● What to produce: Return the lines beginning at the one that contains "Note: for this drill we locate the manicured" and continuing to the end of the entries, including both ends, exactly as written and nothing else.

Records from a data source:
Content starts
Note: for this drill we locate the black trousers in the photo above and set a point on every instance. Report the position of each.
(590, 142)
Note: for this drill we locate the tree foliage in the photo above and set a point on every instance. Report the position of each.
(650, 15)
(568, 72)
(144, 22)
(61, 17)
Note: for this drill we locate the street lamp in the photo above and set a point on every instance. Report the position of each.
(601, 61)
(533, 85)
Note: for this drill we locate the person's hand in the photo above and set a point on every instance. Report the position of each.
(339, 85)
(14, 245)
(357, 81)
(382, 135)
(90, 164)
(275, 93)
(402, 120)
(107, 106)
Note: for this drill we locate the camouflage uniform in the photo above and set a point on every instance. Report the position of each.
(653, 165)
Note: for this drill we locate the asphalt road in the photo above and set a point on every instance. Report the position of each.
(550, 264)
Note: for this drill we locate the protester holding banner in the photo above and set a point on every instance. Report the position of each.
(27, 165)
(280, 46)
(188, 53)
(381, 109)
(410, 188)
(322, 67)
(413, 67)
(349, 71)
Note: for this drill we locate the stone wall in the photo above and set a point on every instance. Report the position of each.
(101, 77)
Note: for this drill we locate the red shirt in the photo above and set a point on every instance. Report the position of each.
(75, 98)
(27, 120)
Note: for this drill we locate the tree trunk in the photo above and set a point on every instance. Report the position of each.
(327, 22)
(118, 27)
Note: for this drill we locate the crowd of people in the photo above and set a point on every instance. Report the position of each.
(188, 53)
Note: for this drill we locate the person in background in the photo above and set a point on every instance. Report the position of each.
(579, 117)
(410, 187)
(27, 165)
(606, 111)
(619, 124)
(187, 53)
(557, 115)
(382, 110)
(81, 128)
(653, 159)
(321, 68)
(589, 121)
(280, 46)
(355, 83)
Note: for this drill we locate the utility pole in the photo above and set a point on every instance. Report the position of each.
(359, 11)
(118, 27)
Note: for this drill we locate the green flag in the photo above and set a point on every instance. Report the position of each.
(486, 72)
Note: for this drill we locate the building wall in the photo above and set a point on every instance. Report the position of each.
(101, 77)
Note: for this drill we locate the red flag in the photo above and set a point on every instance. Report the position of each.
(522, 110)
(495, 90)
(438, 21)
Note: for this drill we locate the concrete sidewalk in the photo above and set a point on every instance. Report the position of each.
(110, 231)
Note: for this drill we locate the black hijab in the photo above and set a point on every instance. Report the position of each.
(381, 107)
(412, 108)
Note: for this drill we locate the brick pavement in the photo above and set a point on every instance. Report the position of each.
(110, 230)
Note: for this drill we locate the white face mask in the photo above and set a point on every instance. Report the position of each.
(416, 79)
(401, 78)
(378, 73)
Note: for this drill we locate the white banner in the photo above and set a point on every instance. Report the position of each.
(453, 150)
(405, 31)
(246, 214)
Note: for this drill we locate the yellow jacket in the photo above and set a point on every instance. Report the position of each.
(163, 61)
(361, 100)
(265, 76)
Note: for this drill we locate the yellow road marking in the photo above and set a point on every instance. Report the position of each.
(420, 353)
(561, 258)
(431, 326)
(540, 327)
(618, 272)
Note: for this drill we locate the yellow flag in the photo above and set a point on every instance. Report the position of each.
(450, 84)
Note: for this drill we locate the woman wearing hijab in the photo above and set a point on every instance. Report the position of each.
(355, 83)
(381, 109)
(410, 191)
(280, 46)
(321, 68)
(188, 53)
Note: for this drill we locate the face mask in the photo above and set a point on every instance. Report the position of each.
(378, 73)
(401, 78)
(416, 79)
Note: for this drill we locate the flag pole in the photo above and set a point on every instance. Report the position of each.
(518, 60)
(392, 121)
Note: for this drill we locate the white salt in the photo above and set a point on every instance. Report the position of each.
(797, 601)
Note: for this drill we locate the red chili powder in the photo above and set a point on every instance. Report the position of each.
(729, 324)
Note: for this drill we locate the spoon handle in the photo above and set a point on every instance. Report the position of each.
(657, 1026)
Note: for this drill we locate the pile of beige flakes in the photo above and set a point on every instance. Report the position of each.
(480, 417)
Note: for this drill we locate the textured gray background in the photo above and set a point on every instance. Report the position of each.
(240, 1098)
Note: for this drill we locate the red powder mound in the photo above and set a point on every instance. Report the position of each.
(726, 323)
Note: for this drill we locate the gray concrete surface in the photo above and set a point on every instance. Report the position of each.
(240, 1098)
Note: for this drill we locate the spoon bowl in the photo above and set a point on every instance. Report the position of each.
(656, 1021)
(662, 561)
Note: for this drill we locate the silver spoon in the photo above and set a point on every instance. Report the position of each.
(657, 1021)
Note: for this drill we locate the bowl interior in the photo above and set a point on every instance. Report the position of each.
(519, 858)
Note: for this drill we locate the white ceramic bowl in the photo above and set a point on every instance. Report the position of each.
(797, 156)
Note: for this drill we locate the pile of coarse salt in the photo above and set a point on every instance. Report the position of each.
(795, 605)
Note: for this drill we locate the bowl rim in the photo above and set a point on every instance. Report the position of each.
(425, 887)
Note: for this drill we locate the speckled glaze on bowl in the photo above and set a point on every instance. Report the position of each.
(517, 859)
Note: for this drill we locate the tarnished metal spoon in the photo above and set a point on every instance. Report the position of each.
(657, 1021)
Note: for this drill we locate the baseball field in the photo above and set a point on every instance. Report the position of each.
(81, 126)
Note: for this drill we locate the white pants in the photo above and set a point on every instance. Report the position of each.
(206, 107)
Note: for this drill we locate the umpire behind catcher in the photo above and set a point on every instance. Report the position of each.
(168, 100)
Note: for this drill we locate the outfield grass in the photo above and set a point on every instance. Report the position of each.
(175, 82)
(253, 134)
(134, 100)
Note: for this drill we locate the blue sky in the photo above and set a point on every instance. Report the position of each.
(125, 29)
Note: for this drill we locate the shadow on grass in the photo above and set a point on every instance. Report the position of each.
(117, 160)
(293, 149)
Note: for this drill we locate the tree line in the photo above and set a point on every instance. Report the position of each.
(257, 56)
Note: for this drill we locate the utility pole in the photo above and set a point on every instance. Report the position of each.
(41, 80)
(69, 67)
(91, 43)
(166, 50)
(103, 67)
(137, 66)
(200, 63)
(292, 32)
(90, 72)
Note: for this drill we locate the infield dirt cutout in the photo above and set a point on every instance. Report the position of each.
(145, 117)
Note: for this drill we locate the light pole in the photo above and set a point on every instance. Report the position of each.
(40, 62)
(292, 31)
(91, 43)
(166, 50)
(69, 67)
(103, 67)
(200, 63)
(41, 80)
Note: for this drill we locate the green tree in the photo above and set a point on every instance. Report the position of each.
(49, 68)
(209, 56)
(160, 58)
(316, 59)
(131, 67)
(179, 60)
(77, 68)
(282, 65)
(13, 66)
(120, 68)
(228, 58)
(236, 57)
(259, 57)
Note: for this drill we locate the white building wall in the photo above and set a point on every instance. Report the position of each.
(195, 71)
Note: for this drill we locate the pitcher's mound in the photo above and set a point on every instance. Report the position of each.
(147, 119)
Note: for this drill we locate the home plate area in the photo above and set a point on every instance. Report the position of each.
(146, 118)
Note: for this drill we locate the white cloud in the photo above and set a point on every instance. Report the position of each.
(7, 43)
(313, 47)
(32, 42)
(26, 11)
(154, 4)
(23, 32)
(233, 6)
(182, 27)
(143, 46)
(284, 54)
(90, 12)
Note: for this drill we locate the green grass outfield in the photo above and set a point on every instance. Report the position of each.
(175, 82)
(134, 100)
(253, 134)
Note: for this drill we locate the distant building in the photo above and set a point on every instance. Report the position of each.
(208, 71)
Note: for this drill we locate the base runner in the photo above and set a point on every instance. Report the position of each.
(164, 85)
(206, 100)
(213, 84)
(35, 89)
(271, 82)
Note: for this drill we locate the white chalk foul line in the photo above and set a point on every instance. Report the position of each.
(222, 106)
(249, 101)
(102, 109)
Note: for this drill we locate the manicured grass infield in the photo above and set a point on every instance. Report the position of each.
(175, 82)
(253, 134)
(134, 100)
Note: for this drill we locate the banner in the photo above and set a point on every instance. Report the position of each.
Content ends
● Answer box:
Note: for this drill we locate the manicured grass infield in the photo above and set a point on every instance. Report the position of each.
(175, 82)
(253, 134)
(134, 100)
Note: for this drill we locate the banner in the photo above and set a point on every instance. Report the position of each.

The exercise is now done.